== What to do ==
Could you give the data below again, exactly and completely?

== Entries ==
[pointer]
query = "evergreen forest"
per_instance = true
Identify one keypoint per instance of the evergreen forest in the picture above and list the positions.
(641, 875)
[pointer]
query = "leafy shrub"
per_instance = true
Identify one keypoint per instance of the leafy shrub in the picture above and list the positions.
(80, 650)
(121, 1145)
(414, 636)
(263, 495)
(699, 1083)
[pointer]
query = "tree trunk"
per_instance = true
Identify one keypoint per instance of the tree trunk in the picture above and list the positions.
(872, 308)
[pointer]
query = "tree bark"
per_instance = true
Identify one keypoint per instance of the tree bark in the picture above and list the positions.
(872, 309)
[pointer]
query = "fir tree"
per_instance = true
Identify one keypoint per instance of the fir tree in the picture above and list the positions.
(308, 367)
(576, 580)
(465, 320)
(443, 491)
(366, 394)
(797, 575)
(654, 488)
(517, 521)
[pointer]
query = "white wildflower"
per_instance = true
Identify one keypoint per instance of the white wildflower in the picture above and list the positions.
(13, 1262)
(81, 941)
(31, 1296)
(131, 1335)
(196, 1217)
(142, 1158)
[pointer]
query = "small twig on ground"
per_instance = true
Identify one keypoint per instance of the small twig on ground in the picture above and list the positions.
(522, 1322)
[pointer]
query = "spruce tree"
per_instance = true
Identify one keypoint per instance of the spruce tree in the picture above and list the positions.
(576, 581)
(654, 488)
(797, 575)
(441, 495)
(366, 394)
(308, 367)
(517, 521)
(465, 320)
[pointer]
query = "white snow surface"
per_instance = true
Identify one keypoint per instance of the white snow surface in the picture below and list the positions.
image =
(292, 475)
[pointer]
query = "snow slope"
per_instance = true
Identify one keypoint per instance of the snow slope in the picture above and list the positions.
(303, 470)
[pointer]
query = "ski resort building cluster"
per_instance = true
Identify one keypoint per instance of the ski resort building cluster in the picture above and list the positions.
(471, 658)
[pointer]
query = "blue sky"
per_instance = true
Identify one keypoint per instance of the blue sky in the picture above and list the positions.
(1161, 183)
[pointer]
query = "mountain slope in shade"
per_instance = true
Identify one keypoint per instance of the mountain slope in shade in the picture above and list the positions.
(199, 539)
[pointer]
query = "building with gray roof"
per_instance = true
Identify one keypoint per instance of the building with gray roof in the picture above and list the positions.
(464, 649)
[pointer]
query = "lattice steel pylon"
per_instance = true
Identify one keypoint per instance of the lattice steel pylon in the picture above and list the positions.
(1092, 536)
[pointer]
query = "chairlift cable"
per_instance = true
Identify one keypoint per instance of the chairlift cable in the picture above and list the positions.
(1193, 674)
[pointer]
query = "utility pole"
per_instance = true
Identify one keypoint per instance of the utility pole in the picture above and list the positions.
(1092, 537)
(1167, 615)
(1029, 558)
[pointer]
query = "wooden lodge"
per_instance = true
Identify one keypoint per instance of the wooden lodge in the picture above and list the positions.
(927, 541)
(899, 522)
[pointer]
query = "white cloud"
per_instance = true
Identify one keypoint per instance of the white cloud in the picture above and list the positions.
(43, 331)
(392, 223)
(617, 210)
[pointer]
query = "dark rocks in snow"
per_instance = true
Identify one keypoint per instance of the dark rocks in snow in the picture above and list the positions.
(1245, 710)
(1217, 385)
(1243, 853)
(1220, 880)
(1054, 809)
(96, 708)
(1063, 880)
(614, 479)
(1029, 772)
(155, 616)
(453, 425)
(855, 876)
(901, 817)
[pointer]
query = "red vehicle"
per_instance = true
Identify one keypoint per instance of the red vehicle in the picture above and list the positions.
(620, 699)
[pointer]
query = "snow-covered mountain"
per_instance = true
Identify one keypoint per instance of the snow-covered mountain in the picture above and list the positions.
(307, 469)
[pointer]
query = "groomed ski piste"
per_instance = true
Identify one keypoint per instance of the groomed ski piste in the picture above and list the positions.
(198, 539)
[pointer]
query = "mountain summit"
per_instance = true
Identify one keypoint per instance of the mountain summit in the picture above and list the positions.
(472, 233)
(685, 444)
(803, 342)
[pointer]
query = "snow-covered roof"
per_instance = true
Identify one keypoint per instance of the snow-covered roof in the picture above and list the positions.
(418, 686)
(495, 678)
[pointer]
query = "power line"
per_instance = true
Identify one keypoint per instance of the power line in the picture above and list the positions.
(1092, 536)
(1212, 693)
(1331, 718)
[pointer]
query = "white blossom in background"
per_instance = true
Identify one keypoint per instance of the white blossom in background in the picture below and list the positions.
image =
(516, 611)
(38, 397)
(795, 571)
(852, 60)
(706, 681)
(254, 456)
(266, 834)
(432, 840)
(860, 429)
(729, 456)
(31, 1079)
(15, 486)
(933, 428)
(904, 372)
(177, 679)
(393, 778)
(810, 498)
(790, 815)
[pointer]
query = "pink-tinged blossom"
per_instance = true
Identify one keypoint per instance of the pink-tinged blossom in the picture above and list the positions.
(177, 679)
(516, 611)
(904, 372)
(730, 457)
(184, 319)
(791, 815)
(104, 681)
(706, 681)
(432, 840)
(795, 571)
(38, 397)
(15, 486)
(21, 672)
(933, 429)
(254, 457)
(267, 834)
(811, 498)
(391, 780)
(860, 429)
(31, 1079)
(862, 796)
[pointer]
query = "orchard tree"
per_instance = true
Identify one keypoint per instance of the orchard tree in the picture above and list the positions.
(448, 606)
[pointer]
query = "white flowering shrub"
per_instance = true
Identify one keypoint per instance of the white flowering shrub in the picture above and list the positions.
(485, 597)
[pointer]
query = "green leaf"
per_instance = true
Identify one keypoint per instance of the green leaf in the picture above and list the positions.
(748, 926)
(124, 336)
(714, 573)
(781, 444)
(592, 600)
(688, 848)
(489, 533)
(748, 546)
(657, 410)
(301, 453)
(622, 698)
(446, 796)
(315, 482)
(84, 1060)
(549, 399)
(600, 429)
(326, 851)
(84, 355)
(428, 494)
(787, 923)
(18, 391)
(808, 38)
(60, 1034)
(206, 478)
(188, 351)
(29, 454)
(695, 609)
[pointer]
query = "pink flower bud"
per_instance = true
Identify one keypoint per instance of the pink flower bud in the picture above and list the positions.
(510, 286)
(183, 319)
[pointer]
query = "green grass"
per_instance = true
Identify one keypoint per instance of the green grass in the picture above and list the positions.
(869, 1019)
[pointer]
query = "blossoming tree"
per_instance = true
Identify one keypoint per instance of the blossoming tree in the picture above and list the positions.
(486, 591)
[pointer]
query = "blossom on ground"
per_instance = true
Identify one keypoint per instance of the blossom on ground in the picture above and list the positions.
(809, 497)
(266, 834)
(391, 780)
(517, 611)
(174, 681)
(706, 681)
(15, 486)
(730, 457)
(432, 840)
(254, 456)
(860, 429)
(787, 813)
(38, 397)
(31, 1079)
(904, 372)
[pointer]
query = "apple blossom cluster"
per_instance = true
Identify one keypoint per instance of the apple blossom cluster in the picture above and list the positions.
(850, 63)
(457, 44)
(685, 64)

== Task result ==
[pointer]
query = "evergreen forest"
per_instance = true
Identify one keypoint per instance of the evergreen forest in the picture above and list the positions.
(641, 875)
[pointer]
query = "leafy shrub"
per_instance = true
Identify one keypoint per instance of the leafy shrub in the picture above and list the positions.
(80, 650)
(121, 1145)
(414, 636)
(263, 495)
(699, 1083)
[pointer]
query = "tree trunk"
per_instance = true
Identify one keypoint per instance of the tree trunk in the picture above and list the positions.
(872, 308)
[pointer]
query = "tree bark"
per_instance = true
Identify one keypoint per instance of the tree bark in the picture above and list the positions.
(872, 309)
[pointer]
query = "fir tree"
per_instance = true
Identify one keypoint per instance of the fir tree in the picture above and list the positions.
(308, 367)
(576, 580)
(465, 320)
(443, 491)
(366, 394)
(797, 575)
(654, 488)
(517, 521)
[pointer]
query = "white wildflower"
per_instance = true
Identify one keypoint per instance of the white wildflower in the picture above and list the positions.
(13, 1262)
(81, 941)
(31, 1296)
(131, 1335)
(196, 1217)
(142, 1158)
[pointer]
query = "small twig on ground"
per_instance = true
Identify one keypoint per instance of the small twig on ground in the picture above and list the positions.
(522, 1322)
[pointer]
query = "spruce tree"
per_instance = true
Identify one keypoint per instance of the spruce tree in the picture above and list the positions.
(576, 581)
(654, 488)
(797, 575)
(441, 495)
(366, 394)
(308, 367)
(517, 521)
(465, 320)
[pointer]
query = "white snow surface"
per_instance = true
Identify one keypoint per instance of the white snow surface in the picture below and list the positions.
image =
(292, 475)
[pointer]
query = "snow slope"
per_instance = true
Identify one keypoint per instance of the snow slope in the picture above and list the positions.
(303, 470)
[pointer]
query = "ski resort building cluster"
per_instance = true
Identify one keypoint per instance of the ski resort building cluster in the picture above and list the positions.
(471, 658)
[pointer]
query = "blue sky"
per_instance = true
Identify one keypoint per instance of the blue sky in the picture above and list the positions.
(1161, 183)
[pointer]
query = "mountain slope in shade"
per_instance = true
Identify one keypoint per instance of the mountain slope in shade in the picture above and list the positions.
(199, 539)
[pointer]
query = "building with gray roof"
per_instance = true
Identify one keypoint per instance of the building with gray roof in the picture above and list the positions.
(464, 649)
[pointer]
query = "lattice steel pylon"
per_instance = true
Identify one keypoint per instance of the lattice steel pylon in the picture above and list the positions.
(1092, 536)
[pointer]
query = "chairlift cable"
per_instance = true
Identify one keypoint per instance of the chairlift cable in the picture above and list the positions.
(1193, 674)
[pointer]
query = "utility pole"
per_instance = true
Identify one keypoint per instance of the utility pole in the picture above and list the positions.
(1092, 537)
(1167, 615)
(1029, 558)
[pointer]
query = "wooden lodge"
per_instance = true
Identify one keypoint per instance of the wooden lodge in the picture above and list the positions.
(927, 541)
(899, 522)
[pointer]
query = "white cloud"
per_instance = true
Identify one keypoint per instance of the white cloud in the picture above and list the positions.
(43, 331)
(392, 223)
(617, 210)
[pointer]
query = "dark rocks in snow"
per_instance = true
Identify one keypoint per instance of the dark rocks in snow in the picture above and list the positions.
(1245, 710)
(1217, 385)
(1243, 853)
(1220, 880)
(1054, 809)
(96, 708)
(1063, 880)
(614, 479)
(1029, 772)
(155, 616)
(453, 425)
(855, 876)
(901, 817)
[pointer]
query = "red vehicle"
per_instance = true
Identify one keypoint per instance of the red vehicle in the picture above and list the positions.
(620, 699)
[pointer]
query = "snow-covered mountain"
per_instance = true
Identify one keypoint per instance of the snow-covered mountain in the picture above and list the positions.
(307, 469)
[pointer]
query = "groomed ski piste"
per_instance = true
Identify one keypoint per instance of the groomed ski piste in the picture above and list the positions.
(198, 539)
[pointer]
query = "mountain summit"
per_instance = true
Identify one keypoint per instance of the mountain summit in the picture above and list the positions.
(472, 233)
(685, 444)
(803, 342)
[pointer]
query = "snow-covered roof"
per_instance = true
Identify one keypoint per instance of the snow-covered roof in the picture above and list the positions.
(418, 686)
(495, 678)
[pointer]
query = "power line"
per_instance = true
Identify one keypoint per instance of the power line in the picture above and list the positions.
(1092, 536)
(1212, 693)
(1331, 718)
[pointer]
query = "white blossom in background"
per_instance = true
Identify one keypoint per instance of the white blossom in background in the picture below and list the positions.
image =
(516, 611)
(38, 397)
(795, 571)
(852, 60)
(706, 681)
(254, 456)
(266, 834)
(432, 840)
(860, 429)
(729, 456)
(31, 1079)
(15, 486)
(933, 428)
(904, 372)
(177, 679)
(393, 778)
(810, 498)
(790, 815)
[pointer]
query = "pink-tinged blossom"
per_instance = true
Identify one keypoint per instance of the pink-tinged blossom in the picture above and list the positions.
(177, 679)
(516, 611)
(904, 372)
(730, 457)
(184, 319)
(791, 815)
(104, 681)
(706, 681)
(432, 840)
(795, 571)
(38, 397)
(15, 486)
(21, 672)
(933, 429)
(254, 457)
(267, 834)
(811, 498)
(391, 780)
(860, 429)
(31, 1079)
(862, 796)
[pointer]
query = "orchard tree"
per_instance = true
Identify one keypoint per instance of the orchard tree in the picture above and list the positions.
(448, 606)
[pointer]
query = "white flowering shrub"
per_instance = true
Identify one keypoint per instance of the white flowering shrub in the picture above and list the positions.
(485, 597)
[pointer]
query = "green leaf"
per_instance = true
Identify one keypoint per instance of the green leaf in the picture above and list the positions.
(748, 926)
(124, 336)
(714, 573)
(781, 444)
(592, 600)
(688, 848)
(489, 533)
(748, 546)
(657, 410)
(301, 453)
(622, 698)
(446, 796)
(315, 482)
(84, 1060)
(549, 399)
(600, 429)
(326, 851)
(84, 355)
(428, 494)
(787, 923)
(18, 391)
(808, 38)
(60, 1034)
(206, 478)
(188, 351)
(29, 454)
(695, 609)
[pointer]
query = "pink flower bud"
per_instance = true
Identify one keypoint per instance of the pink flower bud in the picture above and list the positions.
(510, 286)
(183, 319)
[pointer]
query = "green grass"
per_instance = true
Identify one keypoint per instance of the green grass in the picture above and list the positions.
(869, 1019)
[pointer]
query = "blossoming tree"
per_instance = true
Identify one keypoint per instance of the blossoming tree in the picture above and list the positions.
(486, 591)
[pointer]
query = "blossom on ground"
per_instance = true
Identify one keypoint per instance of the blossom on ground in the picture above and list the positions.
(809, 497)
(266, 834)
(391, 780)
(517, 611)
(174, 681)
(706, 681)
(15, 486)
(730, 457)
(432, 840)
(254, 456)
(860, 429)
(787, 813)
(38, 397)
(31, 1079)
(904, 372)
[pointer]
query = "apple blossom cluster"
per_instance = true
Identify one keypoint per instance of the apple blossom cluster in the picture above and list the positions.
(850, 63)
(457, 44)
(685, 64)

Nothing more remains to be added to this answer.